=== Metin Parçası ===
Birbirlerinden kuşku duyarak, birbirlerinden sakınarak birlikte yürüdüler. Yalçın Hoca’nın saptamasıdır, Jakobenler ve Jirondenler gibi aynı sınıfın mensuplarıydılar.
Sivas Kongresindeyiz.
Delegelerinin üçte ikisinin İttihatçı olduğu bilinen bir Kongre’de hem birbirlerini hem de dışarıyı İttihatçı olmadıklarına ikna etmek epeyce meziyet istiyor olmalı. Dışarı tamam anladık ama içeride ne yapmalı? Az ötede Mustafa Kemal oturuyor, Kod adı Nuh. Berisinde Rauf ve Kara Vasıf… Şu eli arkasında dolaşan Bekir Sami, ötede Refet Bey ve Hüsrev Sami; Hakkı Behiç, Mazhar Müfitle hasbıhal halinde… Bu saydıklarım İttihatçıların yalnızca bir bölümü oluyor. Öbürsüler öbek öbek kongre binasına dağılmış. Kim bilir İttihatçı olmadıklarına birbirlerini ikna etmeye çalışıyorlardır!

=== Veri Kümesi ===
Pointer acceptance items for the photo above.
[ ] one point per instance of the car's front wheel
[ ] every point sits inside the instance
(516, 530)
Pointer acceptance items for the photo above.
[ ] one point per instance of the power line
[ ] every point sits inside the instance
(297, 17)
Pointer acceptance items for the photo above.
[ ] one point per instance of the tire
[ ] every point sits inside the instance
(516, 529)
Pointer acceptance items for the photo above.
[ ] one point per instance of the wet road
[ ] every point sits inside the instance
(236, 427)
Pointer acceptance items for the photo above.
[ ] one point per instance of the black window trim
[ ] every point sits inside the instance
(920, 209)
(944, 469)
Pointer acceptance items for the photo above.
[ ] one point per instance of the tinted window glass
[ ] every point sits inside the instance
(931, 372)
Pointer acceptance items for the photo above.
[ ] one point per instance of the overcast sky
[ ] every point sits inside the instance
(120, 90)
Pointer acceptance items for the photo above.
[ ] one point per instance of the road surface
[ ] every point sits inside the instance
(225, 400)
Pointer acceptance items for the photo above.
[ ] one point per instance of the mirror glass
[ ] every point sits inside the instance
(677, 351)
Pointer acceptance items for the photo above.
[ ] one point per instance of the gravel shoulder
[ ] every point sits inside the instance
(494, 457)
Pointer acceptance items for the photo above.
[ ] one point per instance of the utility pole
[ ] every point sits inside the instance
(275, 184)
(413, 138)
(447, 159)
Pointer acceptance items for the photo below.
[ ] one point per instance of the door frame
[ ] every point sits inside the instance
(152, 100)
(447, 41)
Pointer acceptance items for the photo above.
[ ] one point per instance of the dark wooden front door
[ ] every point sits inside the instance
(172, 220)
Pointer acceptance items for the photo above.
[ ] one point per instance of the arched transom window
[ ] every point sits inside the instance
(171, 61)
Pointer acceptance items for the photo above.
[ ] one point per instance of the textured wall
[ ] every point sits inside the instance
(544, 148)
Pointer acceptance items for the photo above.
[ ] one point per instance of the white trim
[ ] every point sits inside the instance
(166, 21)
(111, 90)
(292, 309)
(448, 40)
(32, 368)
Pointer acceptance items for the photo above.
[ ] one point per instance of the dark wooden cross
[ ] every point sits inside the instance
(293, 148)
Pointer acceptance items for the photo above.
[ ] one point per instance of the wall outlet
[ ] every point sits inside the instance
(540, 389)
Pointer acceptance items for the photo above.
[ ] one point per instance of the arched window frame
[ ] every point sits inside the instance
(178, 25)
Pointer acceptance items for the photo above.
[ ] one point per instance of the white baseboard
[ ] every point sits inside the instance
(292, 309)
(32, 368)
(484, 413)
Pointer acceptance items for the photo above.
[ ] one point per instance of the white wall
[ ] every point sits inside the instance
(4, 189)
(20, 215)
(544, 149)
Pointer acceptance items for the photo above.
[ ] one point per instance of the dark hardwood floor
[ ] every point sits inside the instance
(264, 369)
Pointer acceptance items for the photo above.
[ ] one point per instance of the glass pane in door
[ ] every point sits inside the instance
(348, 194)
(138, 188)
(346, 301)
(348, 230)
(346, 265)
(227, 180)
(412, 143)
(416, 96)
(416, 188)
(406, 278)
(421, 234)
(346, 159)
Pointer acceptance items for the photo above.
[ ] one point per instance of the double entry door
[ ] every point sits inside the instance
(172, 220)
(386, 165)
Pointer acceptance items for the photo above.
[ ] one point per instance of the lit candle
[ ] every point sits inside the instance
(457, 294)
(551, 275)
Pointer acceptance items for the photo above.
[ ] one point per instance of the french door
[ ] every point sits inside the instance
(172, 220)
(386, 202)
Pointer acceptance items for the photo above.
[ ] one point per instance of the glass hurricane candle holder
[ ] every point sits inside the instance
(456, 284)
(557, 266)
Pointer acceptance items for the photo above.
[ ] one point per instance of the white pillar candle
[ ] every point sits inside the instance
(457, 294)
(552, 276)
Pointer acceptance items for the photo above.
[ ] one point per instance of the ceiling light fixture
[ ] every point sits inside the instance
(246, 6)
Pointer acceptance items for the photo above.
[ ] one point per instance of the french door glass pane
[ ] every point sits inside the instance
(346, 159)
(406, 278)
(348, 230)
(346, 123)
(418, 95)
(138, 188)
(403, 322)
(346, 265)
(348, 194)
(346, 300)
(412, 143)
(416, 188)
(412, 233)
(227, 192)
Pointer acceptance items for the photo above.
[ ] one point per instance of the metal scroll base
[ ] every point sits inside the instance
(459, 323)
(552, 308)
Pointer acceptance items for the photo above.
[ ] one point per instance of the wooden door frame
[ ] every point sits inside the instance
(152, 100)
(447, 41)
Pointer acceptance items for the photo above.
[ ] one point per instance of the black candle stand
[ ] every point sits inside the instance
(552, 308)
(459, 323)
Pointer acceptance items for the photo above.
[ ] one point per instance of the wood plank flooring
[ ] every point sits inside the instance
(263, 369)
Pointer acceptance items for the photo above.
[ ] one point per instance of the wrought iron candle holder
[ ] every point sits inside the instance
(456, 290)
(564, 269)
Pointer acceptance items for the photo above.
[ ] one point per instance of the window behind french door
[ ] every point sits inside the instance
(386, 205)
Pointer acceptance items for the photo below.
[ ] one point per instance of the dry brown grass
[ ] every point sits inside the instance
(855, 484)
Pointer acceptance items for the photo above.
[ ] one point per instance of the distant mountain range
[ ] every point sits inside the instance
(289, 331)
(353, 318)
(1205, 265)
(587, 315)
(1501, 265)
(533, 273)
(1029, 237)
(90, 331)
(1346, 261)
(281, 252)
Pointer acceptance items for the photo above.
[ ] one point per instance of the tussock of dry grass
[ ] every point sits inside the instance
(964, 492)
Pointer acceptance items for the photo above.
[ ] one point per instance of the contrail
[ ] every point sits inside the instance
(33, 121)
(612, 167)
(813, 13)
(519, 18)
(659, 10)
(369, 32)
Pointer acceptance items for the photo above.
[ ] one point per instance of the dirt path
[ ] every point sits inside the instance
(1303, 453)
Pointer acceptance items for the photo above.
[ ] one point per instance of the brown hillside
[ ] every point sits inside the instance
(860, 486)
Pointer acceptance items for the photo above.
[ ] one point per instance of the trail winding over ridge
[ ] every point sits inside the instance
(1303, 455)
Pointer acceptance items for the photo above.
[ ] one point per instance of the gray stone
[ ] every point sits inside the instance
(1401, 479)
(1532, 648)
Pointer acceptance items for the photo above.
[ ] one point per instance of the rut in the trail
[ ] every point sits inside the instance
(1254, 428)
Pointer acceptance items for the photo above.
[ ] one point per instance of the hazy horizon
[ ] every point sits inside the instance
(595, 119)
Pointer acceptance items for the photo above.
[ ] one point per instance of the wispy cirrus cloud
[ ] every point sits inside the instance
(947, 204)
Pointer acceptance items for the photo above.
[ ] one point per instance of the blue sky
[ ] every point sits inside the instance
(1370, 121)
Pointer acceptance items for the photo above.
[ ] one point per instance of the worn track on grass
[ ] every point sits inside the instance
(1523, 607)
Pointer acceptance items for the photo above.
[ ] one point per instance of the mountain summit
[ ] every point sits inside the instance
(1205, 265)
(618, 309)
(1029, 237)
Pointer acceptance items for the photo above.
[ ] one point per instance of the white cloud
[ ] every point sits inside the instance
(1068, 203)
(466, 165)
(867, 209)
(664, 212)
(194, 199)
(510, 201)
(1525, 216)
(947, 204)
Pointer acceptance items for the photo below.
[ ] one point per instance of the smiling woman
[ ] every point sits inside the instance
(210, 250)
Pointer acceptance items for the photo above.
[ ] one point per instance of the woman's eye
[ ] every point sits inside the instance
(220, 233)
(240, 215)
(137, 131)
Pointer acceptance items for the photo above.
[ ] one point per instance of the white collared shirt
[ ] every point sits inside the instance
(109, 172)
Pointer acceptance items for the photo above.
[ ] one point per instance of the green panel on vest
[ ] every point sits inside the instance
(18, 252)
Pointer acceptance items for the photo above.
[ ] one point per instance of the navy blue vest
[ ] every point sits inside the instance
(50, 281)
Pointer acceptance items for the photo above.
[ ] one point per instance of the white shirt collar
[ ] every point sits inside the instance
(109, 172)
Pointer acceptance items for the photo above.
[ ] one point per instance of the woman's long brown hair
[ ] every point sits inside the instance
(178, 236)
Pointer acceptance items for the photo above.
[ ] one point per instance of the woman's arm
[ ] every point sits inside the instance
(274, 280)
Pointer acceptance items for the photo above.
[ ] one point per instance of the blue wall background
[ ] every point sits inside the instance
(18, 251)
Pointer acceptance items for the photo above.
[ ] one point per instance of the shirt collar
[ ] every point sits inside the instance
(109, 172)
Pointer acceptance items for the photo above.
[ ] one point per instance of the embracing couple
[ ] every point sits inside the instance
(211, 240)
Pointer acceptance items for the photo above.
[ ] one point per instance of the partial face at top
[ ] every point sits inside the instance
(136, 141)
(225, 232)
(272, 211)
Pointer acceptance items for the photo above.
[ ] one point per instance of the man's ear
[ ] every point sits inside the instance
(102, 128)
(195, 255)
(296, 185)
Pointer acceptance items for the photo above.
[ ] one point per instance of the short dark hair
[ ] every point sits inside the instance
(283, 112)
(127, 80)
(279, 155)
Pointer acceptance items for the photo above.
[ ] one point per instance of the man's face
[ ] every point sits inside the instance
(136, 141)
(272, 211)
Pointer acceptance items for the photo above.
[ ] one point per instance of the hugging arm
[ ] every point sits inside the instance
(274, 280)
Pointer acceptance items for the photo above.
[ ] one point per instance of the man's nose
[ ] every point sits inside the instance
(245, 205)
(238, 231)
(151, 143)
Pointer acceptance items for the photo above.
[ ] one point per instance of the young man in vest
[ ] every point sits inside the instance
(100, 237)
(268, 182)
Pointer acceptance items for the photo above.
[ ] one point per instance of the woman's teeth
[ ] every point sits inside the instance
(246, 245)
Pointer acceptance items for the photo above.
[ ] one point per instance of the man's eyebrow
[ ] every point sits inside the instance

=== Alıştırma Yönergesi ===
Sivas Kongresi metnindeki bilgilere göre şu ifadelerin her birini evet ya da hayır ile yanıtlayın ve kararı belirleyen ifadeyi metinden birebir alıntılayın. 1. Kongre delegelerinin üçte ikisinin İttihatçı olduğu bilinmektedir. 2. Mustafa Kemal'in kod adı Rauf'tur. 3. Hakkı Behiç, Refet Bey ile hasbıhal halindedir. Kayıtlar, metinden bağımsız ayrı bir malzemedir.

=== Görevin Yanıtı ===
1. Evet: "Delegelerinin üçte ikisinin İttihatçı olduğu bilinen bir Kongre’de"
2. Hayır: "Az ötede Mustafa Kemal oturuyor, Kod adı Nuh."
3. Hayır: "Hakkı Behiç, Mazhar Müfitle hasbıhal halinde"